> [THE PROBLEM]: Determine the number of lines in the data that contain "below", and write only that number.

- - -

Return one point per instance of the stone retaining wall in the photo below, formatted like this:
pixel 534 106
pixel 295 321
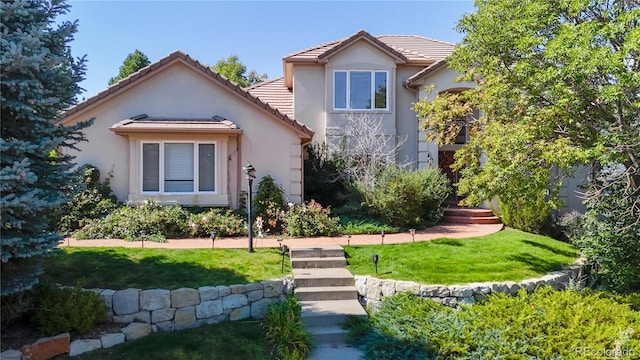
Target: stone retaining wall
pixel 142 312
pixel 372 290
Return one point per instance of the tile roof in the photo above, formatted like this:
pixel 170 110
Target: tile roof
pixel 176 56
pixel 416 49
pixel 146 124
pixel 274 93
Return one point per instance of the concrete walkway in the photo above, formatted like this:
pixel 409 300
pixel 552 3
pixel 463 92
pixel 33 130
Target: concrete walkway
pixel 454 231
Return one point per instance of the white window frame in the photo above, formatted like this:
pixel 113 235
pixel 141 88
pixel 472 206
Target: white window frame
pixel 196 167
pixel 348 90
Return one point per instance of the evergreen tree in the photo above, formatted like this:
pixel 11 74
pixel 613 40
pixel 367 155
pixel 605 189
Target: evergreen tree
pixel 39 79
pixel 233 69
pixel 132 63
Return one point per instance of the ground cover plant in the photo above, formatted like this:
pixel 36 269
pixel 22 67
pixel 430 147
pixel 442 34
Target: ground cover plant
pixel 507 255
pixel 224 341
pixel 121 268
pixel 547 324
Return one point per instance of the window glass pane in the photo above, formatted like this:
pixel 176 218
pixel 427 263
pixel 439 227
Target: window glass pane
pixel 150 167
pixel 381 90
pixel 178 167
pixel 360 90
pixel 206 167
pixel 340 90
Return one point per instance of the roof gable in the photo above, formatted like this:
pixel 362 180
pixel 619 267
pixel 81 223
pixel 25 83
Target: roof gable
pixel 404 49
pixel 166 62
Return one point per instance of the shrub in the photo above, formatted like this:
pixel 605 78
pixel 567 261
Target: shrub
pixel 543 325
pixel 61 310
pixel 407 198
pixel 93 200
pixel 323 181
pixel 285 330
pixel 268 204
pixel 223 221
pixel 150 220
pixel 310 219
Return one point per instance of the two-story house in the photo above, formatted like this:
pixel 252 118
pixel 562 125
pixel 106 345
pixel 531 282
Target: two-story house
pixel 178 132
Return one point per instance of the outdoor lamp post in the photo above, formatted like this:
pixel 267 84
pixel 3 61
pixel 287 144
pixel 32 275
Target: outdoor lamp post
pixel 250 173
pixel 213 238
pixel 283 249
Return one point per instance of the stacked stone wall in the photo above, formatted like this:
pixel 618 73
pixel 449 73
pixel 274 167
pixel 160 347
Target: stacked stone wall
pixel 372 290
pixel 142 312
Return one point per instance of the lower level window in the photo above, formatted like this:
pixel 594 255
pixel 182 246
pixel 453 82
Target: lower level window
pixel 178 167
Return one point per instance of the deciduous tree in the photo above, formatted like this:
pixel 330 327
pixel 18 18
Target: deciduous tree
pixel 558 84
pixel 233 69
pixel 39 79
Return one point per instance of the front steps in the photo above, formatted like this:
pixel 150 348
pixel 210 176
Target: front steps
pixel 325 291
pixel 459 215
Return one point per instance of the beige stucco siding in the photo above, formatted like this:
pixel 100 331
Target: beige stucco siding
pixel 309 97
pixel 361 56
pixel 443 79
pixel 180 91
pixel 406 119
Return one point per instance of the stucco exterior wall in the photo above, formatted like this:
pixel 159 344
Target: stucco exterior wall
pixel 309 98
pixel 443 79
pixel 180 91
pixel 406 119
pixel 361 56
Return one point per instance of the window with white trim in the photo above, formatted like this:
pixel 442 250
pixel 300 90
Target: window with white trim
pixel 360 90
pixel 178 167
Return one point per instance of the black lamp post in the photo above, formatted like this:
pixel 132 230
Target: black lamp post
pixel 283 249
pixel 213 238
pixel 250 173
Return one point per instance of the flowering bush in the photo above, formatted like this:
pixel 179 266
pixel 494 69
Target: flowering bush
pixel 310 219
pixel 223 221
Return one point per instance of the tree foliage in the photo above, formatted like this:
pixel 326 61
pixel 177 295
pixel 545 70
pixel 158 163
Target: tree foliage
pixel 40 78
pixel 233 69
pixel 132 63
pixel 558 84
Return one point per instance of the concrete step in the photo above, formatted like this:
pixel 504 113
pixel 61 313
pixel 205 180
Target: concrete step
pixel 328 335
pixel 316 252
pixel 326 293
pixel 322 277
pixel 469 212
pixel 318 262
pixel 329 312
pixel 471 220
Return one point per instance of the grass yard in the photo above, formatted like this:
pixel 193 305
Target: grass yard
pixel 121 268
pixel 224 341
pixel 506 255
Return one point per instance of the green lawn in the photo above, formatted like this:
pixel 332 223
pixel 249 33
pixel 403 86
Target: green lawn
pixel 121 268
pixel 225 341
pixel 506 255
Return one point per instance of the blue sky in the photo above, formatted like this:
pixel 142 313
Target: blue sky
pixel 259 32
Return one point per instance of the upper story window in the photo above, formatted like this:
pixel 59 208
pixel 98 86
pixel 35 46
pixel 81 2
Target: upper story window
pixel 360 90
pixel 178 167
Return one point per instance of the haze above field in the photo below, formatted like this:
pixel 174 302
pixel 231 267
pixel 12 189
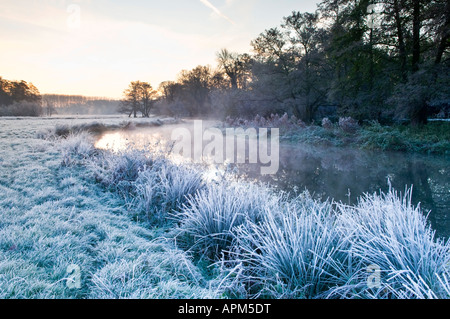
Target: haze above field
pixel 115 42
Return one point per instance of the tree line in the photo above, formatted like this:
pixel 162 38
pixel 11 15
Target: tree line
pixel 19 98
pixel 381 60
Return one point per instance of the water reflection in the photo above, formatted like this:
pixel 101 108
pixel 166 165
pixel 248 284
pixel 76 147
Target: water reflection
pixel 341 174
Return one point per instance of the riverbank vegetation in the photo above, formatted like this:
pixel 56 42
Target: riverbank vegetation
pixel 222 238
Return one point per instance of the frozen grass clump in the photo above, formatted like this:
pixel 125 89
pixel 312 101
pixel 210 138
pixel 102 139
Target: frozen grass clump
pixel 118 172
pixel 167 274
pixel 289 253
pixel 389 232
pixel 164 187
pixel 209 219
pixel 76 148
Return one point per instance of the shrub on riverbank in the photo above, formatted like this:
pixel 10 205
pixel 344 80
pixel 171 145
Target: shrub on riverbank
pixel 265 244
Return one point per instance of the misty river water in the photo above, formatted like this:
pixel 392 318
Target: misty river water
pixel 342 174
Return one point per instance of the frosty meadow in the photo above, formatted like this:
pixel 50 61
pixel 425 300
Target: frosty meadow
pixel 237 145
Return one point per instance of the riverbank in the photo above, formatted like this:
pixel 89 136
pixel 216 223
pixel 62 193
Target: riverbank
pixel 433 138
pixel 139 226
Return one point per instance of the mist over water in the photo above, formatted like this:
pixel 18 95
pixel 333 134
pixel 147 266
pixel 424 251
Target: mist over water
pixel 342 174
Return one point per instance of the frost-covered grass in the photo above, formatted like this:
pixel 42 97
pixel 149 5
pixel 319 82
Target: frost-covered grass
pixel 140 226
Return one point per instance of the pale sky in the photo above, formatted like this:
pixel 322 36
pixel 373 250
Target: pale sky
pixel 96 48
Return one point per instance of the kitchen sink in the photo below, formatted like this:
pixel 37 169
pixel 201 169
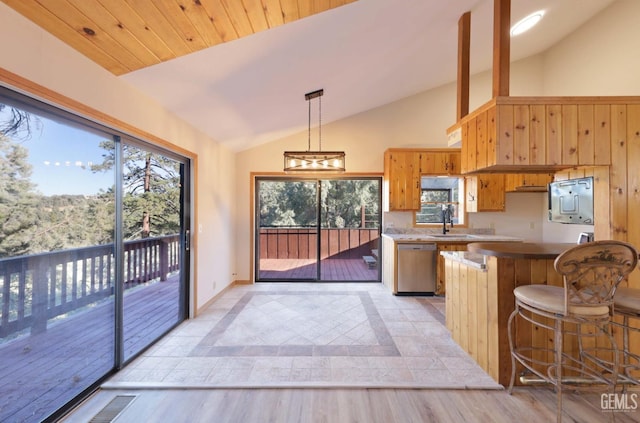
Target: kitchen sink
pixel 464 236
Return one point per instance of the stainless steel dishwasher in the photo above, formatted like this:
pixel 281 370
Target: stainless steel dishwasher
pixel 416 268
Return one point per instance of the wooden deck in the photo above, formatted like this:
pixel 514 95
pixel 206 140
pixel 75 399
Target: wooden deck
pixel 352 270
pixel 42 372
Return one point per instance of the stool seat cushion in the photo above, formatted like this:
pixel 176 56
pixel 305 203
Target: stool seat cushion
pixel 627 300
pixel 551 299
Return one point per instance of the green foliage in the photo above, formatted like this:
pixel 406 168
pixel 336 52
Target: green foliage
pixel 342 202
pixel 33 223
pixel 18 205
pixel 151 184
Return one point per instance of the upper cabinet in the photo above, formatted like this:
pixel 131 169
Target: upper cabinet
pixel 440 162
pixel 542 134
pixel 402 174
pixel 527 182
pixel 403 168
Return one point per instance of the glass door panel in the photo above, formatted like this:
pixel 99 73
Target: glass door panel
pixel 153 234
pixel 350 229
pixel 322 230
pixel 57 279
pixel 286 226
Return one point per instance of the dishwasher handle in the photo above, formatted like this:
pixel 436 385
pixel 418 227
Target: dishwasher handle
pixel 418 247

- - -

> [YOUR RESPONSE]: 3